• _TASK DIRECTIONS_:
Report every line in the records below that contains the string "white". Letter case counts.

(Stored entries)
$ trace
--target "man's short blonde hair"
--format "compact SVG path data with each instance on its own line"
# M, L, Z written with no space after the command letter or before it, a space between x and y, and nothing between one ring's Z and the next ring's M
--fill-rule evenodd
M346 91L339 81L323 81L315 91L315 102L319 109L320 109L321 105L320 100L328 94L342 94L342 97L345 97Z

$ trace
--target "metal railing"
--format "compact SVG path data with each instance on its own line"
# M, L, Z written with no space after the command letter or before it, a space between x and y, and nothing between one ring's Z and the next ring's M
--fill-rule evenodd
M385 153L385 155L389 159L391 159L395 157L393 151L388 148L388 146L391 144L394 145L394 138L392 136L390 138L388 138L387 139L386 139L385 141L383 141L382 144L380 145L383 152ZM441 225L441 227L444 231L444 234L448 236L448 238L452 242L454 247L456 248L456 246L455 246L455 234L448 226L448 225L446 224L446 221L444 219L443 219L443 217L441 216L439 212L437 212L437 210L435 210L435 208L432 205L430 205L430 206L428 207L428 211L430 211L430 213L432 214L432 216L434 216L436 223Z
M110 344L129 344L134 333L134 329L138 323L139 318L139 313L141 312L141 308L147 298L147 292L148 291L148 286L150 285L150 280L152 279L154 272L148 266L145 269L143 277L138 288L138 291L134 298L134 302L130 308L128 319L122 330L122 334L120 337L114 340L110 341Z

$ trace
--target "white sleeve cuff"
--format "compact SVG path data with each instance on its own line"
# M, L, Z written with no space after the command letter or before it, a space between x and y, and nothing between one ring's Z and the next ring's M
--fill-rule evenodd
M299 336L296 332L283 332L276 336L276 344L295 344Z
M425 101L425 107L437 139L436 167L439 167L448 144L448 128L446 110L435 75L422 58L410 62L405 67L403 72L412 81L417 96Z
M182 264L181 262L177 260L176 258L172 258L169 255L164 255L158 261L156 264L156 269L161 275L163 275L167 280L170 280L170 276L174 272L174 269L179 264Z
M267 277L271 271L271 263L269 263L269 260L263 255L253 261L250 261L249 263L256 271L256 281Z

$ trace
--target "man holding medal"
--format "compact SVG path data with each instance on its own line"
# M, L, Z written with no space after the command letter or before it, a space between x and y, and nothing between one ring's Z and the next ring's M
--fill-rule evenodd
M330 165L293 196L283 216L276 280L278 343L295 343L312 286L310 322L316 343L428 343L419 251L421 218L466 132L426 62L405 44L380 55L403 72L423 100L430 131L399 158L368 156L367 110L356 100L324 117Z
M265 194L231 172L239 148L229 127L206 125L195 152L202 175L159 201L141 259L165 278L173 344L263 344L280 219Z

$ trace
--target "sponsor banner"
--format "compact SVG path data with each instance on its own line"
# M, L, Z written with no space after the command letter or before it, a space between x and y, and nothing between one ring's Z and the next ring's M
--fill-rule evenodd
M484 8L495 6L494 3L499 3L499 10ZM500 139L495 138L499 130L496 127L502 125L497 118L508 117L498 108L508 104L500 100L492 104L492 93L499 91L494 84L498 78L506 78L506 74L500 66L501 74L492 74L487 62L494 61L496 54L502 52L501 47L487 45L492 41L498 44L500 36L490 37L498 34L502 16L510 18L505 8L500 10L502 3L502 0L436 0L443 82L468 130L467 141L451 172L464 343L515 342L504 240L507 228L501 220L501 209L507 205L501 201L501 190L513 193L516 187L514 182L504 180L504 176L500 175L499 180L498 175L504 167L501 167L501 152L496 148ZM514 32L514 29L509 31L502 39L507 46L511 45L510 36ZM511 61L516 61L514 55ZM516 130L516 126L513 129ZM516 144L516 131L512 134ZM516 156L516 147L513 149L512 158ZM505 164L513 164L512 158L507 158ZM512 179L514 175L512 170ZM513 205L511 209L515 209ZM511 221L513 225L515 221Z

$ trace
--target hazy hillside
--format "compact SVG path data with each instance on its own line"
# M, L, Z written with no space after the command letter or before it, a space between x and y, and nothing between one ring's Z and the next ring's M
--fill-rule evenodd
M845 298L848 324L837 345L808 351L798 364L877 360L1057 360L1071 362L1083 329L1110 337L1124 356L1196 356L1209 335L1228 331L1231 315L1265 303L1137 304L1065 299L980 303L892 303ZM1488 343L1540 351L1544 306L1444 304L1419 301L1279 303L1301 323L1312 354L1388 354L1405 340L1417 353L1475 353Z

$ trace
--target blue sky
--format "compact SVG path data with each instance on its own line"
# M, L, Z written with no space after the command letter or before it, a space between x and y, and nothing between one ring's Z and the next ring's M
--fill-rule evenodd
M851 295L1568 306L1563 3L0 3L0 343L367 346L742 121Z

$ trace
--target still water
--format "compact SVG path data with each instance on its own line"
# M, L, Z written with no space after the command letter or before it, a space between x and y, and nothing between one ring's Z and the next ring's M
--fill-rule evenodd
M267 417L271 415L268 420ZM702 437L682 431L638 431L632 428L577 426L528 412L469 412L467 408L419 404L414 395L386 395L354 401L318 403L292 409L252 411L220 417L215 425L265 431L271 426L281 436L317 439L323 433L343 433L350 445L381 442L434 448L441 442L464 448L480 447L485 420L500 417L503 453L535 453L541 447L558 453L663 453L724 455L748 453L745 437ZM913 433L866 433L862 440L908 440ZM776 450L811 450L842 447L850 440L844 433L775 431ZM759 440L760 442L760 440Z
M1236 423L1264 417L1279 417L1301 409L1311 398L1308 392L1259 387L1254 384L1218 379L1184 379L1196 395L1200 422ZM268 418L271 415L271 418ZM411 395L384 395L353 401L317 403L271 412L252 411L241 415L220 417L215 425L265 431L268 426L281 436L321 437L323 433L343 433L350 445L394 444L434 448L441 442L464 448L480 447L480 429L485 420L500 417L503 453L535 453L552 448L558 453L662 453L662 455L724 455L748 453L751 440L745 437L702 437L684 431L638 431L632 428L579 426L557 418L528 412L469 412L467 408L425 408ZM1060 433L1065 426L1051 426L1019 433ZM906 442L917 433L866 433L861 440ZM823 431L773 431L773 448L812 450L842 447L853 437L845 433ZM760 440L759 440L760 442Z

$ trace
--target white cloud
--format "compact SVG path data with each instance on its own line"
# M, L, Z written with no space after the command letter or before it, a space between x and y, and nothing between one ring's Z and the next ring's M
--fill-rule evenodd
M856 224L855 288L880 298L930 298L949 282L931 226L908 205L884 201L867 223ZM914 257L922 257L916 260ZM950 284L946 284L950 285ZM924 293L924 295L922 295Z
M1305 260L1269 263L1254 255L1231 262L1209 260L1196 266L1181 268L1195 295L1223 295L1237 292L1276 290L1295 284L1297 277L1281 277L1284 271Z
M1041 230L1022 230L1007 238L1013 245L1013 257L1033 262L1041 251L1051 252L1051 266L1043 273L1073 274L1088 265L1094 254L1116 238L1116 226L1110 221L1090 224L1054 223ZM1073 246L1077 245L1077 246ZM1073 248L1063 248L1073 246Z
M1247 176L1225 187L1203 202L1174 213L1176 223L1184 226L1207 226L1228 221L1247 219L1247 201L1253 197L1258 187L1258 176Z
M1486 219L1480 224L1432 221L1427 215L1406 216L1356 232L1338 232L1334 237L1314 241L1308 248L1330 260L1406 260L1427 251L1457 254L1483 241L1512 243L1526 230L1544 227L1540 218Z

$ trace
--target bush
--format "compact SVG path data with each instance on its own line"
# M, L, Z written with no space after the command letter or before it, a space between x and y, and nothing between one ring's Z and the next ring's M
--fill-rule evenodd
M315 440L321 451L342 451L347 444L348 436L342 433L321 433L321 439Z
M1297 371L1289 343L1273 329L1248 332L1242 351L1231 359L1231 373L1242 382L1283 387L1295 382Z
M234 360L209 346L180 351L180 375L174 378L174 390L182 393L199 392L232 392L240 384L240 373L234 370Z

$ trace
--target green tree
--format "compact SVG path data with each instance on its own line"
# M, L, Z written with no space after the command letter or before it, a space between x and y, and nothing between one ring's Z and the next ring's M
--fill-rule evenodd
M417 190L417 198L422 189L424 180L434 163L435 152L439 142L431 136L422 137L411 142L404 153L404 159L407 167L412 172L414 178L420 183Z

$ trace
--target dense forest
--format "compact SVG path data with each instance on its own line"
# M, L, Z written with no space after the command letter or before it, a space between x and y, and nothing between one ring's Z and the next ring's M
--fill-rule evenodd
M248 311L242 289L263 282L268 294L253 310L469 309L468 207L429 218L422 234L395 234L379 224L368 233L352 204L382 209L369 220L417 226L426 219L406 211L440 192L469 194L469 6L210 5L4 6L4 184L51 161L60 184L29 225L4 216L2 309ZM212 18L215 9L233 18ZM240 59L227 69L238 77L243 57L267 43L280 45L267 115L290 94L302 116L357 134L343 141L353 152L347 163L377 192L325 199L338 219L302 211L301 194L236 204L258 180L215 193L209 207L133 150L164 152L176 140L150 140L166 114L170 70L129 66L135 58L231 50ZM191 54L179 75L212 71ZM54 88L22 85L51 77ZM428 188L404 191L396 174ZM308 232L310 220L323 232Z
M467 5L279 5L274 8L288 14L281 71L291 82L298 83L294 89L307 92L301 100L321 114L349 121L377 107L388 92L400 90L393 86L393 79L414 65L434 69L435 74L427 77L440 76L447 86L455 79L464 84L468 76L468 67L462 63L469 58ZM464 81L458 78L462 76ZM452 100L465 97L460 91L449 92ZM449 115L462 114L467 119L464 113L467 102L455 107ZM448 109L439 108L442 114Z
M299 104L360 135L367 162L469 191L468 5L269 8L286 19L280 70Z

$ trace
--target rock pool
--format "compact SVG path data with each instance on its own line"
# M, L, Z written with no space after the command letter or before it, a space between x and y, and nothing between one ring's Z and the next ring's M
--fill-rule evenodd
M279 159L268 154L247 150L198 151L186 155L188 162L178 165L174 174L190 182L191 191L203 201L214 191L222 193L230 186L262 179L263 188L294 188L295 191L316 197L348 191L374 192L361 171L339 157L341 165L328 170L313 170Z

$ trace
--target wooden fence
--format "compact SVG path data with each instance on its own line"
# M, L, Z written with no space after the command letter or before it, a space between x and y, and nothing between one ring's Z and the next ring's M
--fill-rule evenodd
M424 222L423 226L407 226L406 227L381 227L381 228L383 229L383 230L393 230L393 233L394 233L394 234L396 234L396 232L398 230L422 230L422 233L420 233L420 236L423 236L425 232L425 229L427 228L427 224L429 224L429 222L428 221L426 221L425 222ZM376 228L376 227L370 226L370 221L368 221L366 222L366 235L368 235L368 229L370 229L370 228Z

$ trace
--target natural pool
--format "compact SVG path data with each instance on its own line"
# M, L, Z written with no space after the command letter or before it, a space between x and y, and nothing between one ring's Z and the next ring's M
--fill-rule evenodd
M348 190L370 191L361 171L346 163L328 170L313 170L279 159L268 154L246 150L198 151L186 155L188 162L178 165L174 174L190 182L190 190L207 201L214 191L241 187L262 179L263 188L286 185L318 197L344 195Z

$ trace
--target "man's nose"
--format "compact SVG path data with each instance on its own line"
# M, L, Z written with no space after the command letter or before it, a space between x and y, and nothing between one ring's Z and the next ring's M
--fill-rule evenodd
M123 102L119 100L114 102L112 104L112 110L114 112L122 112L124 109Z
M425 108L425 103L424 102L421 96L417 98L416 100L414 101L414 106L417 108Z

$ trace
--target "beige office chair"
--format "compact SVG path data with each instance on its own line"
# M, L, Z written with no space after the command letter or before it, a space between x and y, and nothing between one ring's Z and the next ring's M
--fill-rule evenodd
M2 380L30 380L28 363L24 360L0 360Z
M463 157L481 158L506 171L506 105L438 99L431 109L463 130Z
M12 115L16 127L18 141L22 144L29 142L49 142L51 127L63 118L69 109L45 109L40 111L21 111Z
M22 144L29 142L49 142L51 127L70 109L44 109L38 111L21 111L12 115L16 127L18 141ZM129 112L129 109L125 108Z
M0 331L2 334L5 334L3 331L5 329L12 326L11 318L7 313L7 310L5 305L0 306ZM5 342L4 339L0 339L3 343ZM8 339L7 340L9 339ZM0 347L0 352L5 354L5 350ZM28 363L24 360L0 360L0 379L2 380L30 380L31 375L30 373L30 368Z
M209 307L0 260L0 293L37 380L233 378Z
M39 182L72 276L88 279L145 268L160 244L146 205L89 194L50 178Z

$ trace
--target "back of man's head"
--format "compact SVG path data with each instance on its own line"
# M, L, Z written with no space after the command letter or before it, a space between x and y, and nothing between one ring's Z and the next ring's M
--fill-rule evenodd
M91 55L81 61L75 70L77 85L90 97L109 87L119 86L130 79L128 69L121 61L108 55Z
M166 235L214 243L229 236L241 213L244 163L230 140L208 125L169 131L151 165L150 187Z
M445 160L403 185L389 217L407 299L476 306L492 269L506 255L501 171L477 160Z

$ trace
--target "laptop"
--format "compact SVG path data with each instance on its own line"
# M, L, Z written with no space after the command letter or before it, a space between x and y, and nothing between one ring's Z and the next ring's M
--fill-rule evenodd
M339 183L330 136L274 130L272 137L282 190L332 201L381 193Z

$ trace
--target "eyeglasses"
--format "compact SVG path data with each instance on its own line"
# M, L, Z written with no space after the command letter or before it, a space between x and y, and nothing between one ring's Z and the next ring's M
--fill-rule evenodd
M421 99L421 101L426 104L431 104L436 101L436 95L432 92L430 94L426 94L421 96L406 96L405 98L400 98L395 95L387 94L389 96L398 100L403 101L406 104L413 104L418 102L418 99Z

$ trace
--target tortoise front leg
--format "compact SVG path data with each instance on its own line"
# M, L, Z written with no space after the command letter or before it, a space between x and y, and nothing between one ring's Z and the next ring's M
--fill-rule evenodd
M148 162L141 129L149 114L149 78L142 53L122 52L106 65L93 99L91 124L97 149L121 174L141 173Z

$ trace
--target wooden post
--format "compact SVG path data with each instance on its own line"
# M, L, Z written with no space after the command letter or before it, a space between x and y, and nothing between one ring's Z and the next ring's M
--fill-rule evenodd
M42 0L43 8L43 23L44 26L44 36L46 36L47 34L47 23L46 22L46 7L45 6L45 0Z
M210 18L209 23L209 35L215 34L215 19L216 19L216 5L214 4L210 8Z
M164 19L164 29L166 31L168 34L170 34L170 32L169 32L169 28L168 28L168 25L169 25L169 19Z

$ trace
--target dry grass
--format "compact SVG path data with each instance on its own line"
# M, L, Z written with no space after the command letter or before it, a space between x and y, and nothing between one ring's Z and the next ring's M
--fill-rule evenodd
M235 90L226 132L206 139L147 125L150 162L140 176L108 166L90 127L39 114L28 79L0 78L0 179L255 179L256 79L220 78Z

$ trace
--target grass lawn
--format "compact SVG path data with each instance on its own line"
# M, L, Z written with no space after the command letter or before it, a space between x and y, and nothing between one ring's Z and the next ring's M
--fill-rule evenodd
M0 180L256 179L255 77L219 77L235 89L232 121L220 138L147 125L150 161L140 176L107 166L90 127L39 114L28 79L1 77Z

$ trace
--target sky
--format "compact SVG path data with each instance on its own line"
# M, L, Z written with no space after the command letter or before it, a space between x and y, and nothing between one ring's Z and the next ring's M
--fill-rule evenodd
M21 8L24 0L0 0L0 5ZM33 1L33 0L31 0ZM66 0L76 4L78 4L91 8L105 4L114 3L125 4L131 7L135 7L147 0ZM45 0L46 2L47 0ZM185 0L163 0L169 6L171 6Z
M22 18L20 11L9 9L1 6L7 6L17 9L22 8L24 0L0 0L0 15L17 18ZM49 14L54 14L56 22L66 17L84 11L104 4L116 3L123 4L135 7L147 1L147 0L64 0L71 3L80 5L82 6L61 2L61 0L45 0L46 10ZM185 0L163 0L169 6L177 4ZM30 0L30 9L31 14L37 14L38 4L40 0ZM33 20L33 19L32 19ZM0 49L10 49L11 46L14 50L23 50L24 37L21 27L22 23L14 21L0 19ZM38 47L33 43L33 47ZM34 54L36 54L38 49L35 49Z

• _OUTPUT BELOW_:
--target "white sleeve cuff"
--target white cloud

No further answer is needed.